Extrait de page:
= = = = =

Ses mains la trahissent ,elle doute de son talent d'actrice, mentir avec aplomb et naturel, quelle entreprise périlleuse ! Heureusement, son mentor la tire d'affaire encore une fois. Il serait de bon ton qu'elle compare ses proies à une référence impossible à vérifier: l'Apollon de Bellac. Il vient de naître dans le cerveau fertile de cet inventeur anonyme:
"Dites l'Apollon de Bellac, il n'existe pas. C'est moi qui l'extrais pour vous du terreau et du soleil antiques." Agnès prend soudain de l'assurance. La voilà qui audacieusement se moque de son maître en séduction: "Je suis né à Bellac", confie ce dernier sans se méfier...
La belle enfant se précipite dans la brèche: "On dit que les Limousins sont si laids. Comment se fait-il que vous soyez si beau ?"
Le natif de Bellac accepte le compliment de bonne grâce, une seconde trop tard avant de comprendre la flatterie !
Agnès est armée jusqu'aux dents, parée pour le jeu de la séduction.
Qui sera sa première vraie victime ? Le secrétaire général, individu hideux, tordu, et comble de la malchance, pressé, ne l'enverra-t-il paître avec ces boniments exagérés ? Agnès le contemple, les yeux pleins d'une  expression bizarre quel'autre ne sait comment interpréter. Sa laideur l'effaroucherait-elle à ce point ?
Agnès le pétrifie sur place: "Vous êtes beau" s'écrie-t-elle au malheureux qui se demande s'il rêve.
Sa vanité en sommeil s'éveille doucement, n'aurait-il un air de ressemblance avec un type physique italien remarquable ? Agnès refuse tout net, le secrétaire est au contraire le sosie du fameux "Apollon de Bellac habillé, évidemment " ajoute-t-elle afin de mêler vraisemblance et pudeur...
Définitivement enjôlé, le brave homme promet de revêtir un costume élégant afin d'être digne de ce mystérieux Apollon de Bellac qui lui ressemble comme un frère.
En attendant, la situation est grave. Inquiétante même; voici que déferlent les poussiéreux membres du Conseil.Vont-ils se laisser manipuler par l'ingénue ?
Agnès vient justement d'être engagée comme dactylographe par son  nouvel ami et admirateur après le plus fantaisiste des entretiens d'embauche: une jeune fille pratiquant le seul piano, prenant la dictée fort lentement et incapable de se relire, mais c'est la candidate idéale  ! Et ce ne sont pas les honorables Messieurs du Conseil qui la renieront ! La vie pétille, le printemps éclate, une adorable créature vient d'affirmer haut et clair:
"Que vous êtes beaux!"

= = = = =

Consignes:
- 1) Dans le texte sur l'Apollon de Bellac, reformulez s'il vous plaît sous forme de liste le paragraphe qui commence par « Agnès vient justement d'être engagée », en gardant ses faits principaux.
- 2) Rédigez la suite du récit sur Agnès et l'Apollon de Bellac en reprenant après sa dernière phrase.

= = = = =

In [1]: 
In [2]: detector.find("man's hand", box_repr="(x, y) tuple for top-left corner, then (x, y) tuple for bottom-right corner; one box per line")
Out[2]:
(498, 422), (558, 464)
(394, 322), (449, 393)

= = = = =

Résultats de l'exercice:
- 1)
- Agnès est engagée comme dactylographe par son nouvel ami et admirateur.
- L'entretien d'embauche est des plus fantaisistes.
- Elle ne pratique que le piano, prend la dictée fort lentement et ne sait pas se relire, mais elle est jugée la candidate idéale.
- Les honorables Messieurs du Conseil ne la renieront pas.
- La vie pétille et le printemps éclate.
- Une adorable créature vient d'affirmer haut et clair : « Que vous êtes beaux ! »

- 2)
Les respectables chercheurs bombent le torse. Tous marchent sur une mer éthérée, peuplée de miroirs rendant une image flatteuse de leurs charmes impromptus.
Le docte Président, mis au courant de cette exaltation juvénile, veut voir la charmante responsable de ce doux délire de près:
"C'est vous le phénomène ? Cette maison que je préside croupissait jusqu'à ce matin dans la tristesse, dans la paresse, et dans la crasse. Vous l'avez effleurée, et je ne la connais plus ...Que leur avez-vous dit ?"
Agnès s'empresse de le renseigner; "Comme vous êtes beau ! je leur ai dit à chacun: comme vous êtes beau !" Le Président éprouve une cruelle déception. Il sent le démon de la jalousie le piquer au vif, serait-il ainsi l'unique homme dans cette joyeuse maison à ne pas mériter cet hommage ?
Son amour-propre l'attire droit là où la belle Agnès souhaitait qu'il aille... La délicieuse affabulatrice se défend avec le brio d'une séductrice expérimentée:
"Je ne vous vois pas beau. Vous êtes beau."
Le Président ne se tient plus de joie ! Cette louange certainement spontanée, c'est le ciel dans la tombe, c'est l'éblouissement de sa morne existence ! Il n'a vécu que pour ce moment exquis: il est beau !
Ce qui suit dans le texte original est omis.